### YOUR TASK
Please filter the records below and copy every line that contains the word "distant".

### INFORMATION PROVIDED
· · · ·
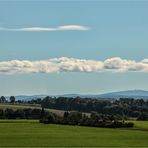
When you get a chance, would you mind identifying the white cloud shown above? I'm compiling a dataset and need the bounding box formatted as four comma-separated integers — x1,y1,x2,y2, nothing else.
0,25,89,32
0,57,148,74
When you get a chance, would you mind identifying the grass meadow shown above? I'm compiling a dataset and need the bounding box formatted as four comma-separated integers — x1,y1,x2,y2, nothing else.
0,120,148,147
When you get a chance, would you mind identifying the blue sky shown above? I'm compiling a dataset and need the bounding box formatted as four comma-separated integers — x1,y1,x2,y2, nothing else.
0,1,148,95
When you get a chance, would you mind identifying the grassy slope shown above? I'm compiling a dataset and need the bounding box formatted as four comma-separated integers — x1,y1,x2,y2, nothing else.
0,120,148,147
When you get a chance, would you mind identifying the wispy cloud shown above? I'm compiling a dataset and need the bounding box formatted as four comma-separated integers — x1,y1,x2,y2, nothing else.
0,57,148,74
0,25,90,31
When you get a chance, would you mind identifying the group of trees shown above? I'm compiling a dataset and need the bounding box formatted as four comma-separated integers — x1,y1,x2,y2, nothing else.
40,111,134,128
41,96,148,120
0,96,15,103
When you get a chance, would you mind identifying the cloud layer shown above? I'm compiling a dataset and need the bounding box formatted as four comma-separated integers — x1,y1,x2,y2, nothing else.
0,25,89,32
0,57,148,74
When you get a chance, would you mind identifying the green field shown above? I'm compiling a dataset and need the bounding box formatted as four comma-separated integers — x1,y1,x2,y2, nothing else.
0,120,148,147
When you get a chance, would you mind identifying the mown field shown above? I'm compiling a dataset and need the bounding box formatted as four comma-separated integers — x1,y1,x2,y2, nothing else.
0,120,148,147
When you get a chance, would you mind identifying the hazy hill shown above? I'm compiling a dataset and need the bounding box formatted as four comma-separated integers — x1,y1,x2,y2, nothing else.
6,90,148,100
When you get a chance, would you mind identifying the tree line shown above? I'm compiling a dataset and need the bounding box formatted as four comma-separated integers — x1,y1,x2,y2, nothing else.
41,96,148,120
40,111,134,128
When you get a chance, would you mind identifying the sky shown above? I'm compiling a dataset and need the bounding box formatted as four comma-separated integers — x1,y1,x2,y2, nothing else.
0,1,148,95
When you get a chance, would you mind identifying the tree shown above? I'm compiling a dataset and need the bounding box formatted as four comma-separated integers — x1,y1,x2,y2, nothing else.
10,96,15,103
0,96,6,103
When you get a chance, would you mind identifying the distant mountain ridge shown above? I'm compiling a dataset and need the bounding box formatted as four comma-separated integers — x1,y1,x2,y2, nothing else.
6,90,148,100
99,90,148,99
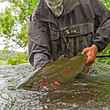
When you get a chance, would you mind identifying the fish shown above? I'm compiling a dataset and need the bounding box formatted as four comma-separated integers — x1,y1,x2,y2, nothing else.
17,55,85,90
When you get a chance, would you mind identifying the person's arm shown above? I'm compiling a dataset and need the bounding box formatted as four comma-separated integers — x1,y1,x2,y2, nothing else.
91,0,110,51
82,0,110,65
28,8,50,69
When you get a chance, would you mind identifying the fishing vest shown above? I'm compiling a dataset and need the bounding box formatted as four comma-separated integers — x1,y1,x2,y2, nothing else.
49,0,94,60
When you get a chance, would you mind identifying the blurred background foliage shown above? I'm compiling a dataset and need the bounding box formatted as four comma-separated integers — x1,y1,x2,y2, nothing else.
0,0,110,64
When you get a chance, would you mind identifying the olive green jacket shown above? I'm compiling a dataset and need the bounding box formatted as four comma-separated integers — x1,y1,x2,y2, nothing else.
28,0,110,68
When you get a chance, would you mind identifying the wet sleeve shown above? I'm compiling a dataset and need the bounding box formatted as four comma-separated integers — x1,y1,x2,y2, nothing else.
91,0,110,51
28,11,50,69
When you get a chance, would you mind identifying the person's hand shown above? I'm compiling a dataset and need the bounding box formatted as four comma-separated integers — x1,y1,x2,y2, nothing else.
82,44,97,65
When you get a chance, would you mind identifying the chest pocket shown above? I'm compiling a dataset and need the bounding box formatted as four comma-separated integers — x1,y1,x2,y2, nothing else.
61,23,94,56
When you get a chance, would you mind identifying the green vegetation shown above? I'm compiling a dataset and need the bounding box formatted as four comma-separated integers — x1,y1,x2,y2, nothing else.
0,0,110,64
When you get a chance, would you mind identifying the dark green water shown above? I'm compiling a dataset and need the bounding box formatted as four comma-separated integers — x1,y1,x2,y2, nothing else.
0,63,110,110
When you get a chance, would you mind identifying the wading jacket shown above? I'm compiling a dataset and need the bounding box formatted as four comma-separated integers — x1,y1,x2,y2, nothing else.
28,0,110,68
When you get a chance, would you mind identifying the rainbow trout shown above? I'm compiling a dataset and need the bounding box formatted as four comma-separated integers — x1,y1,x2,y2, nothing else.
17,55,84,89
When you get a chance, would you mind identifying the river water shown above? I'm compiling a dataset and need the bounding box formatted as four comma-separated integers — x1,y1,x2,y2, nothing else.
0,63,110,110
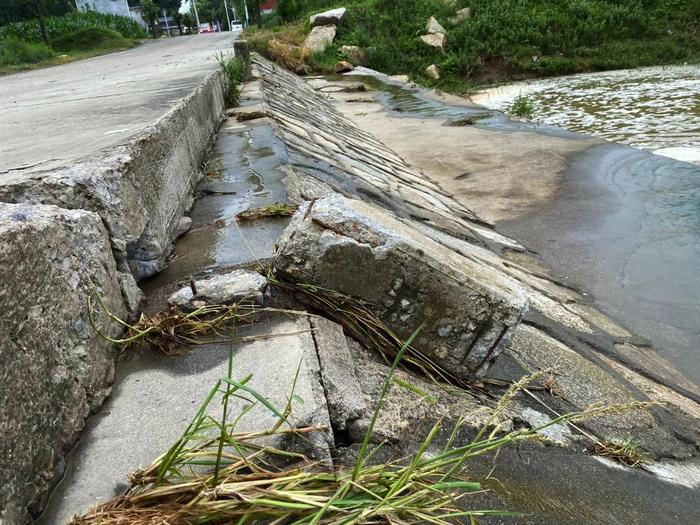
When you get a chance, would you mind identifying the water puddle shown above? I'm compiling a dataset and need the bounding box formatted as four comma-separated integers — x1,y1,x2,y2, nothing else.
342,75,587,139
473,66,700,163
38,114,288,525
143,120,287,295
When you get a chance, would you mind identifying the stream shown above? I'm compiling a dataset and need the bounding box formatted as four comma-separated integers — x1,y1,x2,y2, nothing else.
472,66,700,164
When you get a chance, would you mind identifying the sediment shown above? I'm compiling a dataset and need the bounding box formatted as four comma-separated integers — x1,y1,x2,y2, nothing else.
0,50,700,523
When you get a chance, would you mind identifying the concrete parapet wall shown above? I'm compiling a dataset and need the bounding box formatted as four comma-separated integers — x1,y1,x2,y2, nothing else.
0,71,225,280
0,203,126,524
0,71,225,524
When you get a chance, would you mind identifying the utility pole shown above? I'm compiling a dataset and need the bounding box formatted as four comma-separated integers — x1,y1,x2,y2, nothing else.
163,9,173,36
224,0,233,31
192,0,199,27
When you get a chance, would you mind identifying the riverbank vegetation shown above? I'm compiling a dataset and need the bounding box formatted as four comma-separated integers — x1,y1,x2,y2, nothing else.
249,0,700,91
79,292,649,525
0,11,146,74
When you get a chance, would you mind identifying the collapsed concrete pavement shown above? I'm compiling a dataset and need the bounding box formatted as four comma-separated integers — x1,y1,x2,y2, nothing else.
0,35,231,523
1,44,700,523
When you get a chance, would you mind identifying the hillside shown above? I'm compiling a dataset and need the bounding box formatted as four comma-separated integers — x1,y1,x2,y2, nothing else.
252,0,700,91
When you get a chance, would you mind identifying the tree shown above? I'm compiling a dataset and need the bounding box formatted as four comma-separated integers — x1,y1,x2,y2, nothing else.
34,0,51,46
141,0,159,38
0,0,75,26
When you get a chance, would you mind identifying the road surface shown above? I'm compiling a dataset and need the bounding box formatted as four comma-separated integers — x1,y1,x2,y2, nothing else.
0,33,233,174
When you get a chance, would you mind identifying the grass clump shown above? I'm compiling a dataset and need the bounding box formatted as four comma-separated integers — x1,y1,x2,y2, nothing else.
216,51,246,107
258,0,700,92
71,304,652,525
0,11,147,42
236,202,298,217
0,37,56,66
594,436,649,467
509,95,535,118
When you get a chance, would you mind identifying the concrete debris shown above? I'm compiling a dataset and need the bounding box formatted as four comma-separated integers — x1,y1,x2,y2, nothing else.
168,270,267,311
425,16,447,35
302,25,336,53
339,46,367,66
0,204,127,524
333,60,355,73
0,72,224,280
309,7,347,27
420,33,447,52
425,64,440,80
275,195,527,380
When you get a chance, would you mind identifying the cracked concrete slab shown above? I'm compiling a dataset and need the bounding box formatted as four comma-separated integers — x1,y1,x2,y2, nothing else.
40,315,333,525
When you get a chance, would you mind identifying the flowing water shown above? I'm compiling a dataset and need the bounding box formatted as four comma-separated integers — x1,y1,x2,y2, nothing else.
473,66,700,163
350,67,700,384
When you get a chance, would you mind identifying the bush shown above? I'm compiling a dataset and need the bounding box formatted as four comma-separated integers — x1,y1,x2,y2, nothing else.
51,27,131,51
0,11,146,42
0,38,55,66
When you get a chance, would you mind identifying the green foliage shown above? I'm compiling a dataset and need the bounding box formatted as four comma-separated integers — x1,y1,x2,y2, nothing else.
509,95,535,118
0,38,55,66
0,0,75,26
51,27,131,52
0,12,145,42
272,0,700,89
216,52,246,107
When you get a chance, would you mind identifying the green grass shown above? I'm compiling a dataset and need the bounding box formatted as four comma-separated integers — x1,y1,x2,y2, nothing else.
71,292,648,525
0,11,147,42
0,37,56,68
0,12,145,74
258,0,700,91
51,27,132,53
216,51,246,107
508,95,535,118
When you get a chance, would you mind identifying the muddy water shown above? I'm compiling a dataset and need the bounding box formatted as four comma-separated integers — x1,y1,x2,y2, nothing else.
360,71,700,383
143,115,288,302
473,66,700,163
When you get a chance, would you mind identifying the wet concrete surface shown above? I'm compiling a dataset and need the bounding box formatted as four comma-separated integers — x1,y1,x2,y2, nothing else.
497,144,700,383
358,77,700,384
143,119,288,295
38,114,296,525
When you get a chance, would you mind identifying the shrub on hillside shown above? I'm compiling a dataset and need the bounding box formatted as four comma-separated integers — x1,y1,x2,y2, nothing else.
51,27,130,51
0,11,146,42
0,38,54,66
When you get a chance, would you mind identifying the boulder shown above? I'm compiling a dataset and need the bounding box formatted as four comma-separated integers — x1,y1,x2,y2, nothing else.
168,270,267,311
420,33,447,51
340,46,367,66
447,7,472,26
309,7,347,27
302,25,336,53
333,60,355,73
425,16,447,35
455,7,472,22
275,194,527,380
425,64,440,80
0,204,127,524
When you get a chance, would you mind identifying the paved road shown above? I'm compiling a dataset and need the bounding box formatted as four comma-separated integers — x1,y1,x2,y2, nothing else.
0,33,233,176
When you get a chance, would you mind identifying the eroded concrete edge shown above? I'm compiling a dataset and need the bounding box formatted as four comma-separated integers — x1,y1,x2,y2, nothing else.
0,71,225,525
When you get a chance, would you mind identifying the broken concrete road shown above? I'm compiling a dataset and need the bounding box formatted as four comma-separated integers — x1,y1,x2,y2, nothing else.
275,194,527,380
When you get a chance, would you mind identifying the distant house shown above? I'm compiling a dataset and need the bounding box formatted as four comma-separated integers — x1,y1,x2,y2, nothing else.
75,0,130,18
75,0,148,28
75,0,148,28
260,0,277,15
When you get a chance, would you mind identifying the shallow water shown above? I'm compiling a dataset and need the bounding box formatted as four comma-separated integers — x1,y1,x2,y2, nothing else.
473,66,700,163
· · · ·
### ANSWER TO THE EXERCISE
When you get a chance, would you mind identifying the distant mountain ridge shown above? I'm compiling a dataset and need the bounding box formatted as four comma-separated integers — x1,y1,x2,y2, nothing else.
When you get a chance, would you mind identifying the distant house shown above? I'm compiling a dataset and need the bounding box formatted as four comma-separated integers — x1,y1,x2,y2, nothing else.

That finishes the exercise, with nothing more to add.